═══ Provided data ═══

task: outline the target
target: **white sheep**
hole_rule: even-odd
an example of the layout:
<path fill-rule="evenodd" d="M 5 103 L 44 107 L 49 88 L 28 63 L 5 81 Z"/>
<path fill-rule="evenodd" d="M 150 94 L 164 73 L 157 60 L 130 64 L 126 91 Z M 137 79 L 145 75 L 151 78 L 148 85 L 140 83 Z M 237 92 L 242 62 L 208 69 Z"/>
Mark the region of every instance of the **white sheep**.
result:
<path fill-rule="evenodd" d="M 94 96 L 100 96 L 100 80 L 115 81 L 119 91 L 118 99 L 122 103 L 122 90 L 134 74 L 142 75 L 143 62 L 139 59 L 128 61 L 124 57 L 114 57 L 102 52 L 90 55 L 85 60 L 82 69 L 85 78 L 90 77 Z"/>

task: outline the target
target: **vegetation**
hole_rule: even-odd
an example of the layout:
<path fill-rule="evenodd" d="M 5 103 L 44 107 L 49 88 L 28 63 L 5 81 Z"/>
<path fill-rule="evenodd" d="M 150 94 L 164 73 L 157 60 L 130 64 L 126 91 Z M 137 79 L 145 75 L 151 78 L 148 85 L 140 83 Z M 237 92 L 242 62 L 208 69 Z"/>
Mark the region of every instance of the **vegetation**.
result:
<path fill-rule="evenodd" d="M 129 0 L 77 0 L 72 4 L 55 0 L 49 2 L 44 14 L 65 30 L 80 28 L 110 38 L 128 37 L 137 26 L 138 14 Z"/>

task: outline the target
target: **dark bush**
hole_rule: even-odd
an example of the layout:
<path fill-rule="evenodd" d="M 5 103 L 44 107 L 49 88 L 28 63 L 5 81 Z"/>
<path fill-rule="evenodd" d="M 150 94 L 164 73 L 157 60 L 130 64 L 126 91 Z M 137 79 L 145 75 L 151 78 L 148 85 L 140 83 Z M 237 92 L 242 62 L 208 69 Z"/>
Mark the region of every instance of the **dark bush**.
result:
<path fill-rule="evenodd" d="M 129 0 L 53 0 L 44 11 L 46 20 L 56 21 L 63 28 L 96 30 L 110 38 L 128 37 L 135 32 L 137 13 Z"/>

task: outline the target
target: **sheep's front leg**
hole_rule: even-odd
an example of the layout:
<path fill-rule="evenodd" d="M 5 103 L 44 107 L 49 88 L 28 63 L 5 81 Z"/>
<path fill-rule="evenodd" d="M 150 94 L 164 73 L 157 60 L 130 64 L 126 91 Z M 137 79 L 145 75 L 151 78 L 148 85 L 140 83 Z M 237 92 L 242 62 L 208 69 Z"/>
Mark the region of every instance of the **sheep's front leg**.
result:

═══

— The exercise —
Render every line of the records above as a numbered list, omitting the blank lines.

— Worked answer —
1. task: outline the target
2. target: **white sheep**
3. hole_rule: even-odd
4. an example of the layout:
5. <path fill-rule="evenodd" d="M 5 103 L 44 107 L 49 88 L 28 63 L 5 81 Z"/>
6. <path fill-rule="evenodd" d="M 150 94 L 164 73 L 157 60 L 130 64 L 126 91 Z M 137 79 L 145 75 L 151 78 L 148 85 L 140 83 Z M 237 92 L 242 62 L 208 69 Z"/>
7. Mark the region of every instance of the **white sheep**.
8. result:
9. <path fill-rule="evenodd" d="M 94 96 L 100 96 L 100 80 L 115 81 L 119 91 L 118 99 L 122 103 L 122 90 L 134 74 L 142 75 L 143 62 L 139 59 L 128 61 L 124 57 L 114 57 L 102 52 L 90 55 L 85 60 L 82 69 L 85 78 L 90 77 Z"/>
10. task: outline the target
11. target: **vegetation**
12. hole_rule: even-odd
13. an example of the layout:
14. <path fill-rule="evenodd" d="M 5 103 L 44 107 L 49 88 L 28 63 L 5 81 Z"/>
15. <path fill-rule="evenodd" d="M 150 94 L 164 73 L 157 60 L 130 64 L 126 91 Z M 137 79 L 145 75 L 151 78 L 148 85 L 140 83 Z M 237 92 L 242 62 L 208 69 Z"/>
16. Mark the region of every instance of the **vegetation**.
17. result:
18. <path fill-rule="evenodd" d="M 129 0 L 77 0 L 72 4 L 55 0 L 49 2 L 44 14 L 65 30 L 80 28 L 110 38 L 128 37 L 137 26 L 138 14 Z"/>
19. task: outline the target
20. target: **dark bush**
21. hole_rule: even-odd
22. an example of the layout:
23. <path fill-rule="evenodd" d="M 5 103 L 44 107 L 49 88 L 28 63 L 5 81 Z"/>
24. <path fill-rule="evenodd" d="M 150 94 L 164 73 L 157 60 L 130 64 L 126 91 Z M 137 79 L 145 75 L 151 78 L 148 85 L 140 83 Z M 237 92 L 242 62 L 208 69 Z"/>
25. Mark the region of every instance of the **dark bush**.
26. result:
27. <path fill-rule="evenodd" d="M 129 0 L 53 0 L 44 11 L 46 20 L 56 21 L 63 28 L 96 30 L 110 38 L 128 37 L 135 32 L 137 13 Z"/>
28. task: outline the target
29. target: **sheep's front leg**
30. hole_rule: even-odd
31. an example of the layout:
32. <path fill-rule="evenodd" d="M 5 103 L 44 107 L 49 88 L 28 63 L 5 81 Z"/>
33. <path fill-rule="evenodd" d="M 150 94 L 164 73 L 157 60 L 130 64 L 126 91 Z M 137 79 L 145 75 L 151 78 L 148 85 L 140 83 Z M 237 92 L 242 62 L 208 69 Z"/>
34. Mark the region of every instance of the **sheep's front leg**.
35. result:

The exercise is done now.